**QUOTED PASSAGE:**
________________________

To this day, friends in Hollywood talk about Lemmon’s deep love for both his parents, and his involvement with them until his father’s death from cancer in 1962, and his mother’s death in 1967. His father was a supersalesman. His mother, the party-loving, wisecracking Mildred Noel Lemmon, lived apart from her husband for 20 years, and loved him till the day she died.
”Never sell your product,” his father taught John Uhler (Jack) Lemmon 3d, ”sell yourself.” The elder Lemmon got a commission in the Navy during World War I, but never went to college. In compensation, he sent his only son to three exclusive schools in the East -Rivers Country Day, Phillips Academy in Andover, Mass., and Harvard -while he rose to become vice president of sales for the Doughnut Corporation of America. He is credited with securing heavily rationed sugar during World War II to keep the doughnuts rolling, and with creating an American doughnut market in Europe after the war.

________________________

**PROVIDED MATERIAL:**
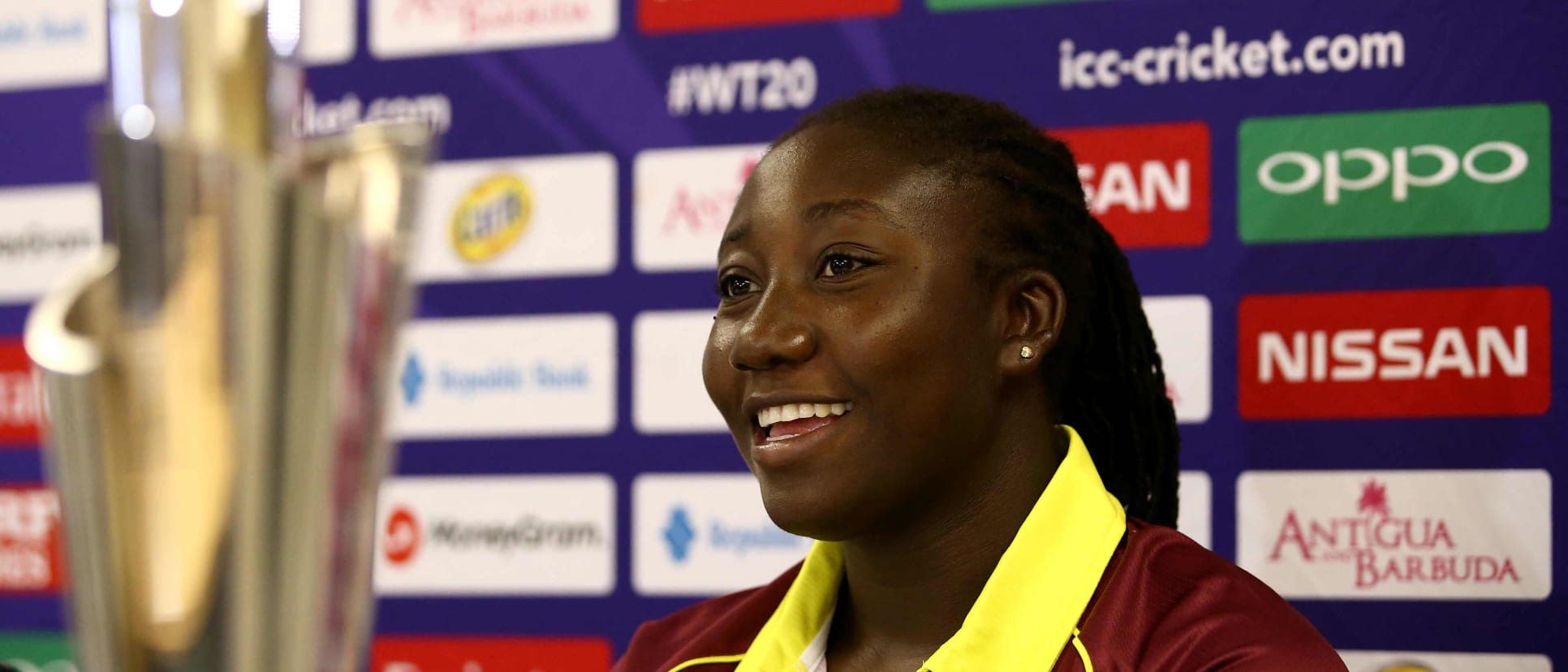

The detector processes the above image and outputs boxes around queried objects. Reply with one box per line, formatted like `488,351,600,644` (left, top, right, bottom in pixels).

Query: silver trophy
27,0,431,672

________________________

**WORK INSTRUCTIONS:**
1 - Answer these from the passage about Jack Lemmon's parents:
(a) In what year did Lemmon's father die, and of what?
(b) For how many years did Lemmon's mother live apart from her husband?
(c) What position did Lemmon's father rise to at the Doughnut Corporation of America?
2 - Pick up the passage about Jack Lemmon's parents after its final sentence and carry it forward.

**SOLVED TASKS:**
1 -
(a) 1962, of cancer.
(b) 20 years.
(c) Vice president of sales.

2 -
Business trips took Jack’s father away for longer and longer periods of time, and Millie Lemmon, characterized by her son as ”a free spirit,” began spending more and more time in the bar of Boston’s Ritz-Carlton Hotel. Lemmon’s parents never quarreled in front of him, but once, listening at a bedroom door, he heard his mother threaten to live at the Ritz-Carlton. ”My parents should have split when I was 10 or 11, whether it hurt me or not,” Lemmon now believes. ”Sometimes people stay together, thinking maybe they’re doing the kids a favor – and they’re not. Because, unless the kids are total dumbbells, they know. They know. And it’s worse.”